**Dokumenttext**:

Straßburg – Die geplante Vereinbarung mit der Türkei in der Flüchtlingskrise ist im EU-Parlament auf Kritik gestoßen. Sozialisten, Grüne und Linke äußerten am Mittwoch massive Bedenken wegen drohender Massenabschiebungen aus Griechenland und der Meinungs- und Pressefreiheit in der Türkei. Konservative Abgeordnete kritisierten die von der Türkei verlangten Gegenleistungen.

Die Türkei hatte beim EU-Gipfel überraschend angeboten, alle aus der Türkei in Griechenland neu ankommenden zurückzunehmen. Für jeden zurückgebrachten Syrer soll die EU einen Syrer auf legalem Weg aufnehmen. Im Gegenzug will die Türkei den Fall des Visa-Zwangs ab Juni, die Ausweitung der EU-Beitrittsgespräche auf fünf weitere Bereiche und doppelt so viel Hilfe für syrische Flüchtlinge in der Türkei – sechs Milliarden Euro.

Verhofstadt: Europa lagert seine Probleme aus

Die angestrebte Vereinbarung sei höchst problematisch, sagte der Liberale Guy Verhofstadt. Europa wolle damit seine Probleme auslagern und gebe dem türkischen Präsidenten Recep Tayyip Erdogan "die Eingangsschlüssel für die Tore Europas in die Hand". "Das ist so, als würden die USA Mexiko sagen: Ihr verwaltet in Zukunft die Grenze."

Auch der EVP-Vorsitzende Manfred Weber äußerte Bedenken: "Die EVP ist bereit, über Visa-Liberalisierungen zu reden, aber ich kann nicht verhehlen, dass es viele Sorgen gibt." Er forderte die Staats- und Regierungschefs auf, sich aus den Details der Visabefreiung herauszuhalten. Das sei Aufgabe des EU-Parlaments und des Ministerrats. Beide Organe müssen der Befreiung zustimmen. "Aus unserer Sicht gibt es keinen Blankoscheck", sagte Weber.

(Gespeicherte Einträge)
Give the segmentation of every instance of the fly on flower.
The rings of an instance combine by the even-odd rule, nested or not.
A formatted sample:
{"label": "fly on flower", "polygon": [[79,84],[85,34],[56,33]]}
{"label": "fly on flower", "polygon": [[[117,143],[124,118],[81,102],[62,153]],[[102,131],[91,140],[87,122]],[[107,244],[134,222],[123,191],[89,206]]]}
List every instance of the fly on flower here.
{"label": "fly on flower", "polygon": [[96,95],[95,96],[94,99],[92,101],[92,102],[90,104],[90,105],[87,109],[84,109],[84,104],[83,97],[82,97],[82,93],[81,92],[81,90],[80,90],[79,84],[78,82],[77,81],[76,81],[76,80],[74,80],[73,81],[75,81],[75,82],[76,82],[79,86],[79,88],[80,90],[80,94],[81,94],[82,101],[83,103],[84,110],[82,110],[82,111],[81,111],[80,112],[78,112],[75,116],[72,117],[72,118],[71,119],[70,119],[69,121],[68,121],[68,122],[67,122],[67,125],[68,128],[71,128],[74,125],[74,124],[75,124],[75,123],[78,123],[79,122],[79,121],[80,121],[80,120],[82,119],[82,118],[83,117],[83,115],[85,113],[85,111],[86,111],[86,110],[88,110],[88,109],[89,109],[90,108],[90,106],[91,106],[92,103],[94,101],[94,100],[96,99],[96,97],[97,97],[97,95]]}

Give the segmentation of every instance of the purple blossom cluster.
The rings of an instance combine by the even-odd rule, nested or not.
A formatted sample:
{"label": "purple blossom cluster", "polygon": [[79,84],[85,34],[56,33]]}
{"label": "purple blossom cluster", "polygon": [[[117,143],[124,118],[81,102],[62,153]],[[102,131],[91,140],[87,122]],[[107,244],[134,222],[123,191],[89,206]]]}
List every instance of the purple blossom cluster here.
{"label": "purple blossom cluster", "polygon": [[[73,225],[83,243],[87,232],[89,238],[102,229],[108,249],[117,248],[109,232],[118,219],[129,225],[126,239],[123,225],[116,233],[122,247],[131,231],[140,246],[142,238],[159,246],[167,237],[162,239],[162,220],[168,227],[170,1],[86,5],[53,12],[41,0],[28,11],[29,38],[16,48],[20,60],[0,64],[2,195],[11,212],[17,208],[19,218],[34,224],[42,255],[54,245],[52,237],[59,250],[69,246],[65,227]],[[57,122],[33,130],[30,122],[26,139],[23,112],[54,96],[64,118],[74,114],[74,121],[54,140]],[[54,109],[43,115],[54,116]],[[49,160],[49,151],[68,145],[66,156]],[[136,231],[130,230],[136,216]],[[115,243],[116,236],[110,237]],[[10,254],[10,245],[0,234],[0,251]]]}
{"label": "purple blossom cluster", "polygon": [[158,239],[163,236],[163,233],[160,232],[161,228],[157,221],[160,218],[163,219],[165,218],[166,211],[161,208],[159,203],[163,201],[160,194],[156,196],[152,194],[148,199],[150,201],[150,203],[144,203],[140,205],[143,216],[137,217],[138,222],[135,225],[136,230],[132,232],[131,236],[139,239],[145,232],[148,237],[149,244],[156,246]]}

**Erforderliche Schritte**:
(A) Warum fordert Manfred Weber im Artikel über das geplante Flüchtlingsabkommen mit der Türkei die Staats- und Regierungschefs auf, sich aus den Details der Visabefreiung herauszuhalten? Antworte in ein bis drei Sätzen.
(B) Setze den Artikel über das geplante Flüchtlingsabkommen mit der Türkei im Anschluss an seinen letzten Satz fort.

**Antworten der Reihe nach**:
(A) Nach Webers Worten ist die Visabefreiung Aufgabe des EU-Parlaments und des Ministerrats. Beide Organe müssen der Befreiung zustimmen.

(B)
Erinnerungen an Ablasshandel

Auch Grüne und Linke kritisierten die geplanten Vereinbarungen. "Wir schließen einen Deal mit einem Land, das bereit ist, Menschen im eigenen Land zu töten", sagte Linken-Fraktionschefin Gabi Zimmer. Sie fühle sich bei EU-Verhandlungen mit der türkischen Regierung an einen Ablasshandel erinnert.

Es dürfe "keinen Kuhhandel zum Schicksal von Flüchtlingen" geben, sagte der sozialistische Fraktionsvorsitzende Gianni Pittella. Die Beitrittsgespräche mit einem Dialog in der Flüchtlingskrise zu vermischen sei der falsche Ansatz. Zudem dürfe auch Griechenland nicht vergessen werden, das "ein Käfig für Flüchtlinge" zu werden drohe, "in dem es einen Eingang, aber keinen Ausgang gibt". (APA, 9.3.2016)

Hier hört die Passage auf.